**RECORD EXTRACTS**.

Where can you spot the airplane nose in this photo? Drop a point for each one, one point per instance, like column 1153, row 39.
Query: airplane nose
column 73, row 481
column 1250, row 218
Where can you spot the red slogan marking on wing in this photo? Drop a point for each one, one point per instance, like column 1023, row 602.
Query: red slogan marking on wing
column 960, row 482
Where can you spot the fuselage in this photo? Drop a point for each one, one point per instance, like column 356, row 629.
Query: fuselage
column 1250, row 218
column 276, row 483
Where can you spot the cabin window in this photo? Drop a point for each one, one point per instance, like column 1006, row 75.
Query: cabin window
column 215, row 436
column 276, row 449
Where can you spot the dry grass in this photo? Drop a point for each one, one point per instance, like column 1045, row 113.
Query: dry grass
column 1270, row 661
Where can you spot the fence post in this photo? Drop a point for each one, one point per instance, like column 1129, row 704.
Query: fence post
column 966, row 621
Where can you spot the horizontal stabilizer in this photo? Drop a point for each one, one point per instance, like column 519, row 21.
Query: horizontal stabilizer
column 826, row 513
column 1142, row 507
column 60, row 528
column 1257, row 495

**PROBLEM DESCRIPTION**. Swap "Drop a point" for "Place a marker" everywhere in the items above, leaving every other part of the lines unchanged.

**ANSWER**.
Where can you spot the airplane nose in this photo? Place a marker for each one, one point per instance, like column 1153, row 39.
Query: airplane nose
column 73, row 481
column 1250, row 218
Where can you spot the red slogan marking on wing in this photo? Place a marker for each one, one point per instance, like column 1023, row 602.
Query: red slogan marking on wing
column 960, row 482
Where can you spot the fuselage in this photo? Place a marker for each one, one point per instance, like column 356, row 629.
Query: fuselage
column 1250, row 218
column 276, row 483
Where can you spot the cabin window in this photo? Place a marker for each one, one point per instance, like column 1006, row 75.
Query: cabin window
column 215, row 436
column 276, row 449
Where can you spot the dry grass in this photo? Place a marker for each one, one point per instance, like column 1045, row 113.
Query: dry grass
column 1270, row 661
Where can you spot the fence post in this photo? Place a marker for each one, one point per instance, like column 1129, row 704.
Query: fence post
column 966, row 621
Where can you spot the horizontal stabilizer in this photo? Place a marker for each one, one point per instance, like column 519, row 21.
Query: horizontal stabilizer
column 826, row 513
column 1142, row 507
column 60, row 528
column 1257, row 495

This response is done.